WRITTEN EXERCISE
Extract the lines of the records from the one containing "of the finial" through the last line, inclusive, and reproduce them without any change.

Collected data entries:
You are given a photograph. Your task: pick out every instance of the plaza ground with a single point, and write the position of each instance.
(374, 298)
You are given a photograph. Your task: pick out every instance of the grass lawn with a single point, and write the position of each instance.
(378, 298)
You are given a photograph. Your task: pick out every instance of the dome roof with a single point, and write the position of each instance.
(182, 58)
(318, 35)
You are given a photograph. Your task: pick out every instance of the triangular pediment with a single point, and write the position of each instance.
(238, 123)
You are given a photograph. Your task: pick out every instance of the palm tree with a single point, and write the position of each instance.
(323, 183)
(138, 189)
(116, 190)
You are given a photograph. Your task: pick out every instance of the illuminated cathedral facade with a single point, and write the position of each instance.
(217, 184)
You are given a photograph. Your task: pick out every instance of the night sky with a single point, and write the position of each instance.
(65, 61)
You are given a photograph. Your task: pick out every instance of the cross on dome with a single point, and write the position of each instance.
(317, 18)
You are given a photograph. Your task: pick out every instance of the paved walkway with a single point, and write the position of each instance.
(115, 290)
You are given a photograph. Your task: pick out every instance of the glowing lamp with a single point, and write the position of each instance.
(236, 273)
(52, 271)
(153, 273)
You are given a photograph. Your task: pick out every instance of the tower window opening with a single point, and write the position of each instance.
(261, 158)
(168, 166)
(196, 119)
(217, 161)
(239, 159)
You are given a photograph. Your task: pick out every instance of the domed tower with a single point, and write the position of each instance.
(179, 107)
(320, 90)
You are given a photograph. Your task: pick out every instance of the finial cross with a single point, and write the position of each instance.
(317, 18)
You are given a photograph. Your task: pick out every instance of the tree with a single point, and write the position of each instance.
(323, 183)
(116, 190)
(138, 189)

FINAL RESULT
You are given a photograph. Your task: pick out every instance of the finial cross with a single point, and write the position of each instance.
(317, 18)
You are given a photograph. Your task: pick out every instance of the tree with a single point, and write the position of each instance.
(323, 183)
(116, 190)
(138, 189)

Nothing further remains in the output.